> [TASK BRIEF] Please pick out and copy every line of the listing below that contains the string "stem". Case counts when matching.

= = = =

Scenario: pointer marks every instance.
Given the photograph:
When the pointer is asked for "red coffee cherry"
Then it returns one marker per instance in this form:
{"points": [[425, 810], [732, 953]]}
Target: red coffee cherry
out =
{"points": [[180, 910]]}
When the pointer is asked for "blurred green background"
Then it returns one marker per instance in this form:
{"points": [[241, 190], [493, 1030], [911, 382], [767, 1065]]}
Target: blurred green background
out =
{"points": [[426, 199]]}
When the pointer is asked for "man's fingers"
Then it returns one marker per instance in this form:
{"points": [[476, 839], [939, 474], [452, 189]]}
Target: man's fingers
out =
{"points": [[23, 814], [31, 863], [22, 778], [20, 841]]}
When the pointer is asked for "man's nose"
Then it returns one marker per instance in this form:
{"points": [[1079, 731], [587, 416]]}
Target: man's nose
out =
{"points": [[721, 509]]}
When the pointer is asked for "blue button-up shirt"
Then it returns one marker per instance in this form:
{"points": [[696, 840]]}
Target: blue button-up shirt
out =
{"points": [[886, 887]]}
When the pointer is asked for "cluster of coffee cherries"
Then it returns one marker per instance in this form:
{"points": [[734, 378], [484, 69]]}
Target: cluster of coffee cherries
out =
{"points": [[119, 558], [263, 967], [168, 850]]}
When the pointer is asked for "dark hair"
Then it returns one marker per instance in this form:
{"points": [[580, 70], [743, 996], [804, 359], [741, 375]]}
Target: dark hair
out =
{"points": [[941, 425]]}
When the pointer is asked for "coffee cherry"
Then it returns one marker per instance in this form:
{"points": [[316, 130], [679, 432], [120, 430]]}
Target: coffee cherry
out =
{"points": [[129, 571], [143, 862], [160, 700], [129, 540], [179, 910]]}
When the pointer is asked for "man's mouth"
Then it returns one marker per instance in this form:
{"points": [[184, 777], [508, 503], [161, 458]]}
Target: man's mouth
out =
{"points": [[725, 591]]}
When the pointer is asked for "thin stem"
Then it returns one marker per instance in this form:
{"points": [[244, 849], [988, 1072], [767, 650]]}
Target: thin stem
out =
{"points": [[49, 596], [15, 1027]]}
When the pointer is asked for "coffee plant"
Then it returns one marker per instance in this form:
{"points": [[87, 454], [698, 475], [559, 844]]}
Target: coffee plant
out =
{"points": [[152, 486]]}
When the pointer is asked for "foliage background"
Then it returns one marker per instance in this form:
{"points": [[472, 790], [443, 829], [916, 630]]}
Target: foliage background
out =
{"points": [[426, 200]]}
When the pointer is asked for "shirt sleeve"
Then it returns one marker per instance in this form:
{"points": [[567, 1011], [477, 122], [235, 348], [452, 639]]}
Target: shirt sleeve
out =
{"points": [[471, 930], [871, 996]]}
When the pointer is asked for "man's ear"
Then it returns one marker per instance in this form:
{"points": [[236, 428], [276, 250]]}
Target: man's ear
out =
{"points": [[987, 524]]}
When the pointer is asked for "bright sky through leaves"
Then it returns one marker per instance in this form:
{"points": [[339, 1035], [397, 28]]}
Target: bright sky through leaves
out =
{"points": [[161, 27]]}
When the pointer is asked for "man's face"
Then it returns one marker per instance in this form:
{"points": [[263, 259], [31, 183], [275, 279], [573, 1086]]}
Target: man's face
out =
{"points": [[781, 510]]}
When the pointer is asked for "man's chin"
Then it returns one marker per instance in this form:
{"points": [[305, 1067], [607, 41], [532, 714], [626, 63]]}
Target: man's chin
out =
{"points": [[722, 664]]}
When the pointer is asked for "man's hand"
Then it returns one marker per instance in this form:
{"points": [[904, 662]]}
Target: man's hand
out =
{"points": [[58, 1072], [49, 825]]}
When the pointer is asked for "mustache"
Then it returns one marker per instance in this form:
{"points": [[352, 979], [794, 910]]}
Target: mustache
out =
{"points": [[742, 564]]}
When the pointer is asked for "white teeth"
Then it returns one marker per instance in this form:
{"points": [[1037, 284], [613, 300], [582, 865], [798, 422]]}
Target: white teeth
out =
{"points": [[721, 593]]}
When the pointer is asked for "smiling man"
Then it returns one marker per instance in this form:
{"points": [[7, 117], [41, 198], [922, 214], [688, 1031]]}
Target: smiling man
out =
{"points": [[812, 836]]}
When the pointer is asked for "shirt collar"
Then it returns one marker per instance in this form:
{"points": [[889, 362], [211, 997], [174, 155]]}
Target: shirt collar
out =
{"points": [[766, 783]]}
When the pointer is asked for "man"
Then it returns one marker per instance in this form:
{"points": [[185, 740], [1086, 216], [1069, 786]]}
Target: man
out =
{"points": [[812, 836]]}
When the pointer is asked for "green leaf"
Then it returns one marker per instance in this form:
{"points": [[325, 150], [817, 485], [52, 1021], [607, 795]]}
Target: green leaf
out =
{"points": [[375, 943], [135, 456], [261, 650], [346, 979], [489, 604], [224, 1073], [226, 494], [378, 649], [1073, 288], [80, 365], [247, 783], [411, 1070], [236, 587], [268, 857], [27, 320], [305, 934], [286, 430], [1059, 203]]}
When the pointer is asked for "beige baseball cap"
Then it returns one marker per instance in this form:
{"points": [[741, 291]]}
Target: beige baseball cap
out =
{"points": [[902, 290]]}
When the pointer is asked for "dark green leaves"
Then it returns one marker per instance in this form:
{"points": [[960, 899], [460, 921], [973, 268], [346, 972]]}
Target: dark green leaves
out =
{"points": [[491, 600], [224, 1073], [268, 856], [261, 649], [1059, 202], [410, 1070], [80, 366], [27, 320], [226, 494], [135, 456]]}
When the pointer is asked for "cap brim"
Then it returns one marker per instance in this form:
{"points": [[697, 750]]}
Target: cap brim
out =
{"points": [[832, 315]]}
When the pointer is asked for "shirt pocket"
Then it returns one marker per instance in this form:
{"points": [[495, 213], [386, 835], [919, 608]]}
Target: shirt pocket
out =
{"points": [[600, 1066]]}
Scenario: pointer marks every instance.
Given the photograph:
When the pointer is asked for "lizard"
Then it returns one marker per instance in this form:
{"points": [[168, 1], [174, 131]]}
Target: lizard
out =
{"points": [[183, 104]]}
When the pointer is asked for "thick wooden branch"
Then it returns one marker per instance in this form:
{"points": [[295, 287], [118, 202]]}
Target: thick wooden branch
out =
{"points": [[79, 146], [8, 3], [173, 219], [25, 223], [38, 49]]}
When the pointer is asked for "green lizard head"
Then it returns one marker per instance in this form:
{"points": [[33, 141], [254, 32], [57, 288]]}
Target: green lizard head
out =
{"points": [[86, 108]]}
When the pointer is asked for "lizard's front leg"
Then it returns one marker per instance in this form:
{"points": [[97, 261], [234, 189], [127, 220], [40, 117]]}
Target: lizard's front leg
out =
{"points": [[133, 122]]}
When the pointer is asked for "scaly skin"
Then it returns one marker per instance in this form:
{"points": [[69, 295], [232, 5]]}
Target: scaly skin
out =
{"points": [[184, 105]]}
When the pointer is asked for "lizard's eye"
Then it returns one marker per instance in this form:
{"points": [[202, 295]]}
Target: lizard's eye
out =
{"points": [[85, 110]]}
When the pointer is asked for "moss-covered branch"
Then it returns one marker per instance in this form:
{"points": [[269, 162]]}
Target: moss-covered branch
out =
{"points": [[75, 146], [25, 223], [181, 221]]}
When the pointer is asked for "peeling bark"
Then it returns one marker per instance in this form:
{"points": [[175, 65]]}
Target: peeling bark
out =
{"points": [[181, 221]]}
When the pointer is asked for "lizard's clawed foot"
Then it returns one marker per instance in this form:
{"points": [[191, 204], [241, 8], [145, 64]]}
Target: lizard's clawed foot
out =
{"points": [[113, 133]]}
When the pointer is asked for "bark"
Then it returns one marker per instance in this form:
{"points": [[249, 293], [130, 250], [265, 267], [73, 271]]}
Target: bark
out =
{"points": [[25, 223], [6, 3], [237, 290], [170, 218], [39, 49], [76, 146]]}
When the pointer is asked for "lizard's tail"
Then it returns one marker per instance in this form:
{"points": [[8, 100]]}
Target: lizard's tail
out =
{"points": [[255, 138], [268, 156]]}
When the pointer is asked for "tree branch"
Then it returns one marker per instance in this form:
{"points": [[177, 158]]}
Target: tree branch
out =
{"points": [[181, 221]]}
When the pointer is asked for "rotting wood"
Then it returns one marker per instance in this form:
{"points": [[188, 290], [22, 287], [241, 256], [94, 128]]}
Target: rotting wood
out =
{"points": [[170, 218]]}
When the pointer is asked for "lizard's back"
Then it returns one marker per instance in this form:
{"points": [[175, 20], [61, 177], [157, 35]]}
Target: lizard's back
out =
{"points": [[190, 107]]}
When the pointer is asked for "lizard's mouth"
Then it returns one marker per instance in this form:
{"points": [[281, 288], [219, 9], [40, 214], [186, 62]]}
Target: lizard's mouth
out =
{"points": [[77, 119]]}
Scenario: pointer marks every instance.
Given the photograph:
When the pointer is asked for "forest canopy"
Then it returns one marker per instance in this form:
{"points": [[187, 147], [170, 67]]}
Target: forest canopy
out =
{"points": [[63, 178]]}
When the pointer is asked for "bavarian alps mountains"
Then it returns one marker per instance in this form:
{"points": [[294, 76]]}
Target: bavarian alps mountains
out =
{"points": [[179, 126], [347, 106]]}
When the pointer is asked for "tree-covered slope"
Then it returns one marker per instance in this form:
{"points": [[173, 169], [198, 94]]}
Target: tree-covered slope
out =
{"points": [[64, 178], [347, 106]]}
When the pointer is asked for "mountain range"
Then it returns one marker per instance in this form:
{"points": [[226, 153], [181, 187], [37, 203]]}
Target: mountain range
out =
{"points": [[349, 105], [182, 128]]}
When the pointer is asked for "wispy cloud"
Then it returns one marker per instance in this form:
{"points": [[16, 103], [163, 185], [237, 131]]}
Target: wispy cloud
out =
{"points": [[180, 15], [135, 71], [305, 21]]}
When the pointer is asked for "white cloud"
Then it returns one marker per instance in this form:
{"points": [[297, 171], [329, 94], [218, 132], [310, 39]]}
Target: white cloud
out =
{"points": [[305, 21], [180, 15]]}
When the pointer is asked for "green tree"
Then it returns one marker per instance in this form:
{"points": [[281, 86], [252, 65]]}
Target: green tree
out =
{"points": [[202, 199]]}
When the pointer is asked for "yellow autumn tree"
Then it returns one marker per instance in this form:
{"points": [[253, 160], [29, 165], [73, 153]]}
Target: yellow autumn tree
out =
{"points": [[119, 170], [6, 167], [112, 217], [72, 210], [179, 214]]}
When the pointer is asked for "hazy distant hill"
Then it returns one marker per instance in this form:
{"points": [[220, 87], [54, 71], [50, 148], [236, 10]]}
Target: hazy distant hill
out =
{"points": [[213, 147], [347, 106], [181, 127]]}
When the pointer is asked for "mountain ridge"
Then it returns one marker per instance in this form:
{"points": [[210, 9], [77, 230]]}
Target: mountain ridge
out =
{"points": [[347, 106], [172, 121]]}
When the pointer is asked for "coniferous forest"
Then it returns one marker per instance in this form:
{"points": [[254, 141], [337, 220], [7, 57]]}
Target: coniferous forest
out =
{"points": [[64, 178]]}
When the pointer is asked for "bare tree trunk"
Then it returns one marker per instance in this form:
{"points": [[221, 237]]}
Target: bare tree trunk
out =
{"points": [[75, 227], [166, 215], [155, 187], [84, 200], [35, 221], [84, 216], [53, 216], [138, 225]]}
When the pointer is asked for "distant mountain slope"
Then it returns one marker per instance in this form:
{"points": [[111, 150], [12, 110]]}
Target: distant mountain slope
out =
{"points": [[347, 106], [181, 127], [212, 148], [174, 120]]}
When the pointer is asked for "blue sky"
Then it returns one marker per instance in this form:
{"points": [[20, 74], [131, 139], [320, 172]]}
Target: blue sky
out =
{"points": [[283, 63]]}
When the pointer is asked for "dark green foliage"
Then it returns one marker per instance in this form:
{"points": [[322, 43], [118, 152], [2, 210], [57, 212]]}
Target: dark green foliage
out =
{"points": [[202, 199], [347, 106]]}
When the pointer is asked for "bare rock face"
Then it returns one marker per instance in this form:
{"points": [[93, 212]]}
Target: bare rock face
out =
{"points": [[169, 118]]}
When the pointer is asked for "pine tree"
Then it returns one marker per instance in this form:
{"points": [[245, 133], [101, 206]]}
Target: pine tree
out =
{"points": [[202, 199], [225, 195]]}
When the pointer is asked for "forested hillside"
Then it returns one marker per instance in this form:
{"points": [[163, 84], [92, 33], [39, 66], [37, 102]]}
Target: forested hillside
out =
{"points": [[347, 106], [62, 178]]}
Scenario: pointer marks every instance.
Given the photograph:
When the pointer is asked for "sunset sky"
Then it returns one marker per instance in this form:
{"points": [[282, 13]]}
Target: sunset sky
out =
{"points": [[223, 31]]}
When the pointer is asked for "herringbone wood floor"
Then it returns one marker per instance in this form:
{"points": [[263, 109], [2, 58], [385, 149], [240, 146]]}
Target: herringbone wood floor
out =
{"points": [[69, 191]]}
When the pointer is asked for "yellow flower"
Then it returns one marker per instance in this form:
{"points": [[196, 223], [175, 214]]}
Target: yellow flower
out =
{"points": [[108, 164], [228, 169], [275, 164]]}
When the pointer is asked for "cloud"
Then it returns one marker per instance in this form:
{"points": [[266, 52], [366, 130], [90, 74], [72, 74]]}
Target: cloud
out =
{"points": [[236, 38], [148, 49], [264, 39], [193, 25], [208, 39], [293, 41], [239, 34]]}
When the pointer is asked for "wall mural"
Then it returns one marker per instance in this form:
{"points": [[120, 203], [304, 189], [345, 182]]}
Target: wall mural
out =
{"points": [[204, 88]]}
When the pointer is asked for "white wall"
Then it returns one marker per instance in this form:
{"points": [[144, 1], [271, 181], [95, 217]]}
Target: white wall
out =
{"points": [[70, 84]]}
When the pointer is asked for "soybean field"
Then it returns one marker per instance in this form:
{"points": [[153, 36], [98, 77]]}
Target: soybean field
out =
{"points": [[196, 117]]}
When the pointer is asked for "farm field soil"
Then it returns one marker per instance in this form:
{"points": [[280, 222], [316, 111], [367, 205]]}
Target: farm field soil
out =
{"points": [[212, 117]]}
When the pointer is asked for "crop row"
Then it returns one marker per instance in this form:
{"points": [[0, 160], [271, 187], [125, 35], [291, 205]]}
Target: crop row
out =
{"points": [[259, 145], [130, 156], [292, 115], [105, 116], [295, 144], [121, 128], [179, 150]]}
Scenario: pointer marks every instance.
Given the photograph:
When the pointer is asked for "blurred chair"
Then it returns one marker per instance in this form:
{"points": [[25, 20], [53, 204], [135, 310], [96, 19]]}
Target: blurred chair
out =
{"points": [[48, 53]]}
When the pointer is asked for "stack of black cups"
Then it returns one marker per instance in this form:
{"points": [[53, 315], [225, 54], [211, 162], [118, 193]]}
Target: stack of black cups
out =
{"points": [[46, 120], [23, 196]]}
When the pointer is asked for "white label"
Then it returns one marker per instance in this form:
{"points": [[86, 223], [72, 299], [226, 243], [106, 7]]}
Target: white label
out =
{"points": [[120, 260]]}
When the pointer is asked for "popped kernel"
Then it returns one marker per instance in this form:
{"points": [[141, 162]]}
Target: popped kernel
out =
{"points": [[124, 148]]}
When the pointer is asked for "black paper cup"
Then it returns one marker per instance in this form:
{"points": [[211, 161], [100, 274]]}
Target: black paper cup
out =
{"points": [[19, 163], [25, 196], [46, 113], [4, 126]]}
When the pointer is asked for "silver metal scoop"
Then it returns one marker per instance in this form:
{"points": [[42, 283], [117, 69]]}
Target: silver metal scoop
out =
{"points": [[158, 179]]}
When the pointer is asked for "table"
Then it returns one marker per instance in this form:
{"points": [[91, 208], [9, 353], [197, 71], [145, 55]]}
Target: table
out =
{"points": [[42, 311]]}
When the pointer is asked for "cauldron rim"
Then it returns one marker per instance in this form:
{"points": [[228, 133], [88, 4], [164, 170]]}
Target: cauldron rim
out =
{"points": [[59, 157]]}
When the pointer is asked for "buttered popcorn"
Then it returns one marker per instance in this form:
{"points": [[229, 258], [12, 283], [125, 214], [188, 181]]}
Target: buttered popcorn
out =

= = = =

> [COMPLETED EXERCISE]
When the pointer is asked for "thin stem"
Target: thin stem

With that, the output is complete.